:: ページ抜粋 ::
★ ★ ★ ★ ★ ★ ★
スポーツ選手によくみられますが、特にサッカー選手に多いのが特徴です。
鼠径部痛症候群(グロインペイン症候群)の原因
鼠径部痛症候群の原因として次の機能が低下すると起こると考えられます。
- 体幹から股関節周囲の筋肉の柔軟性
- 骨盤を支える筋力
- 体幹と下肢の動きの協調性
股関節周囲筋が原因の痛み
- 恥骨筋
- 長内転筋
- 腸腰筋
- 外閉鎖筋
- 腹直筋
- 外腹斜筋
などの付着部が痛みの原因になることが多いです。
股関節周囲筋の痛みに対する治療法
- 患部の安静
- 超音波療法
- ストレッチ
- 運動療法
腰椎が原因の痛み
第1・2腰神経根が障害されると鼡径部に痛みをおこす可能性があります。
また、腰椎の3番と4番の間、4番と5番の間、5番と仙骨の間の椎間関節障害でも鼡径部に痛みを起こします。
腰椎による痛みに対する治療法
- 患部の安静
- 超音波療法
- ストレッチ
- 運動療法
- 徒手療法
仙腸関節が原因の痛み
恥骨結合や前仙腸靱帯というところへの刺激も鼡径部の痛みの原因になります。
股関節を開いた姿勢で痛みが出るのが特徴です。
仙腸関節痛に対する治療法
- ベルトによる骨盤固定
- 超音波療法
- ストレッチ
- 運動療法
- 徒手療法
スポーツヘルニアが原因の痛み
鼠径管の後壁が弱体化した状態で腹圧が掛かり、鼠径管やその周囲の組織を圧迫することによって痛みが発生します。
キック動作やランニング、急なステップを繰り返し行うサッカー選手に多く見られ、キック動作が大きく影響していると考えられています。
スポーツヘルニアに対する治療法
四肢・体幹の可動性や安定性の問題点を回復させ、体幹~下肢、骨盤周囲を協調的な使い方をトレーニングしていきます。
肩甲帯と骨盤が連動して効果的に回旋する(クロスモーション)ことによって、股関節だけの動作ではなく、肩甲帯~骨盤の有効な回旋力によってキック動作が行われます。
★ ★ ★ ★ ★ ★ ★
:: 作業課題 ::
鼠径部痛の解説文から、「股関節を開いた姿勢で痛みが出るのが特徴です。」で始まり「をトレーニングしていきます。」で終わる部分を一字も変えずに抜き出すこと。 鼠径部痛の解説文以外の情報は使わないこと。
★ ★ ★ ★ ★ ★ ★
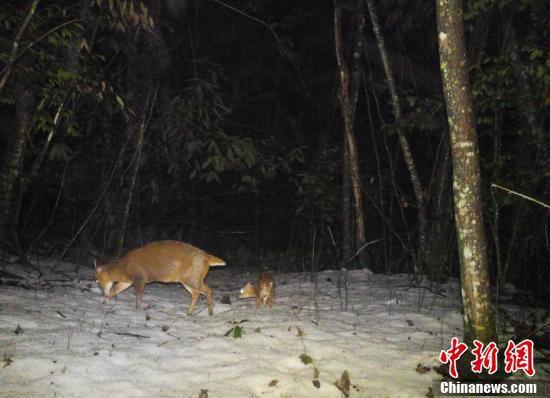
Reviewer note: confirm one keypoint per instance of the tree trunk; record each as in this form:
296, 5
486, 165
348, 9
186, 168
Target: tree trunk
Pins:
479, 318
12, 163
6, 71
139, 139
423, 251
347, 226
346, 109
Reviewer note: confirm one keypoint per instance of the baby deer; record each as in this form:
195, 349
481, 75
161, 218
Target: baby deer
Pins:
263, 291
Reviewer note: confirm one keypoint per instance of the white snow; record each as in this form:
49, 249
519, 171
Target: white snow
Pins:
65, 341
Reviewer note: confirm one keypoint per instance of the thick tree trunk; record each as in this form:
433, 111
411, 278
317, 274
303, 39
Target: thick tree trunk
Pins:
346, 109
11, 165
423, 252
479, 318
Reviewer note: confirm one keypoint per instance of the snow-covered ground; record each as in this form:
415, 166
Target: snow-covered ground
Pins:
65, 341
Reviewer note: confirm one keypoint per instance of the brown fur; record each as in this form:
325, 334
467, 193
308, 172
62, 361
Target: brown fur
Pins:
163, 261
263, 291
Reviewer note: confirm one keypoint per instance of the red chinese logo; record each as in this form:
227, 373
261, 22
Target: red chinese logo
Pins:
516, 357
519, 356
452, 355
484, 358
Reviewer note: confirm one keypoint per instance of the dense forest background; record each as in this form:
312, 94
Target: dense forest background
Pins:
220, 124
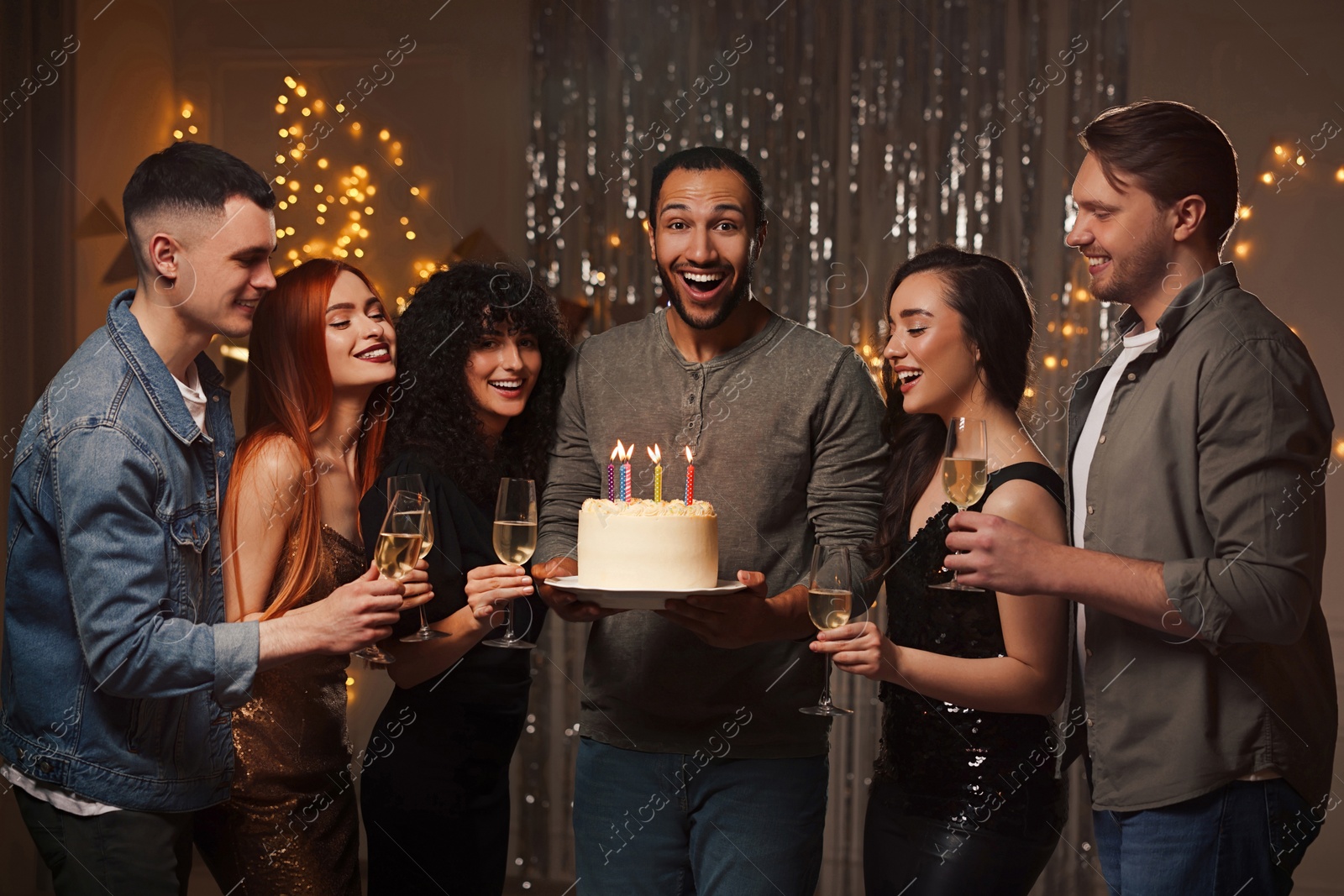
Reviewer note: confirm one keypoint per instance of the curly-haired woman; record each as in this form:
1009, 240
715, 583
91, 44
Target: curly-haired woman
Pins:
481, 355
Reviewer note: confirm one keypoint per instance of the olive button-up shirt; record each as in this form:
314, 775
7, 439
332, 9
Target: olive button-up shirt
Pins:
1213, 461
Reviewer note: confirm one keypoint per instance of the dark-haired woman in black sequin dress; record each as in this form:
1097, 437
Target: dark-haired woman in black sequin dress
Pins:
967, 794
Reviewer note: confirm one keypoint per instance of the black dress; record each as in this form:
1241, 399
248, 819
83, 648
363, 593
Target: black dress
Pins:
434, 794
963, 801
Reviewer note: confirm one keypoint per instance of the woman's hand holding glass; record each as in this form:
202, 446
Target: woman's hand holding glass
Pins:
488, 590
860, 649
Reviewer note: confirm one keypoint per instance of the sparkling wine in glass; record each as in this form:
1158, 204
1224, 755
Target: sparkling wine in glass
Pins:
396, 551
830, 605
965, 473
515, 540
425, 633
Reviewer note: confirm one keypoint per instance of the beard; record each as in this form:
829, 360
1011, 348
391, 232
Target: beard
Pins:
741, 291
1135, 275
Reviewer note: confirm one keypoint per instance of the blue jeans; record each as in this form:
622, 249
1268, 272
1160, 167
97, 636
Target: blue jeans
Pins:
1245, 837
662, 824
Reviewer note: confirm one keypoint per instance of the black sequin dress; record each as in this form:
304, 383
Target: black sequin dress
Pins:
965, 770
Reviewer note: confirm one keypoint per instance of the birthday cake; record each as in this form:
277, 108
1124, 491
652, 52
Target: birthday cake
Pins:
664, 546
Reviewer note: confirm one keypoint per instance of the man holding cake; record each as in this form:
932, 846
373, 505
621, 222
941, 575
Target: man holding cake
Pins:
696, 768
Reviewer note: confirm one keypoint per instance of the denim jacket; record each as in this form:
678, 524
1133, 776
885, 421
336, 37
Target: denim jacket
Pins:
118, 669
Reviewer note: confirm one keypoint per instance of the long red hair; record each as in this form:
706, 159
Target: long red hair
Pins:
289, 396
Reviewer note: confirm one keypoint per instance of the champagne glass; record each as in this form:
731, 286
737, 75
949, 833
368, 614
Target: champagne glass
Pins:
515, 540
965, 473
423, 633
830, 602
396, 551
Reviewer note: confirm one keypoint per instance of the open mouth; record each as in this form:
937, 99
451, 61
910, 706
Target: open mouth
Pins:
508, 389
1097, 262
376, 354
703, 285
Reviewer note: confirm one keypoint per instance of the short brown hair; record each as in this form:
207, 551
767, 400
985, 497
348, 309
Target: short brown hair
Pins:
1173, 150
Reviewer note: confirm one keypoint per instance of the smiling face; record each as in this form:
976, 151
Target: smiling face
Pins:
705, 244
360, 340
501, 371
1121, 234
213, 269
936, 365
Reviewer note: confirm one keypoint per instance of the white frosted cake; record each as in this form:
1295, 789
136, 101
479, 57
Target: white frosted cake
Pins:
★ ★ ★ ★ ★ ★ ★
:: 記述解答 ::
股関節を開いた姿勢で痛みが出るのが特徴です。
仙腸関節痛に対する治療法
- ベルトによる骨盤固定
- 超音波療法
- ストレッチ
- 運動療法
- 徒手療法
スポーツヘルニアが原因の痛み
鼠径管の後壁が弱体化した状態で腹圧が掛かり、鼠径管やその周囲の組織を圧迫することによって痛みが発生します。
キック動作やランニング、急なステップを繰り返し行うサッカー選手に多く見られ、キック動作が大きく影響していると考えられています。
スポーツヘルニアに対する治療法
四肢・体幹の可動性や安定性の問題点を回復させ、体幹~下肢、骨盤周囲を協調的な使い方をトレーニングしていきます。